> _Records from a data source_

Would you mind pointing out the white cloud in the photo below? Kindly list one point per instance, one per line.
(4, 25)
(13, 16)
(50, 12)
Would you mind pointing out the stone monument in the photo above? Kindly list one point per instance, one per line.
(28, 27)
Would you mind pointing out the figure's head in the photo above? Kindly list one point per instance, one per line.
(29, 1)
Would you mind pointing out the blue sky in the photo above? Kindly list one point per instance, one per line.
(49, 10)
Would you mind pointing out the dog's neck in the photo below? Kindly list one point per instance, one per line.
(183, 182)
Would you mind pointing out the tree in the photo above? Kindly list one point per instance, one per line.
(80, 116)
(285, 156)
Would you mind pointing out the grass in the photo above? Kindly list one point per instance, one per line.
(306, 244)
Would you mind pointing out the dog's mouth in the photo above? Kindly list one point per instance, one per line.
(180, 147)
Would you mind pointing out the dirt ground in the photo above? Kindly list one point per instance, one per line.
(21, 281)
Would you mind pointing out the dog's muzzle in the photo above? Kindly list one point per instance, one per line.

> _REQUIRED WORK_
Recast every line of the listing above as a numbered list, leaving out any blank lines.

> _RESULT OF THIS EXERCISE_
1. Would you mind pointing out the white cloud in the photo below? Kindly list one point per instance, one per line.
2. (4, 25)
3. (13, 16)
4. (50, 12)
5. Would you mind pointing out the stone monument in the photo above? Kindly list one point per instance, one per line.
6. (28, 27)
7. Would you mind pointing out the figure's head in the photo above? Kindly list one point per instance, one per line.
8. (29, 1)
9. Would you mind pointing out the blue sky in the photo above? Kindly list one point per instance, one per line.
10. (49, 10)
11. Would you mind pointing out the dog's neck in the photo below? Kindly list one point per instance, one per line.
12. (183, 182)
13. Would you mind pointing out the tree in the photo above? Kindly list one point per instance, one per line.
14. (80, 116)
15. (285, 156)
16. Would you mind pointing out the grass in the photo above? Kindly list one point per instance, one per line.
17. (306, 244)
18. Would you mind pointing out the dog's mouth in the photo above? Kindly list one point per instance, one per line.
19. (180, 147)
20. Would you mind pointing out the dirt ground in the photo above? Kindly list one point per instance, one per line.
21. (21, 281)
22. Would you mind pointing out the dog's muzzle in the photo above? Kindly list one point per instance, one per line.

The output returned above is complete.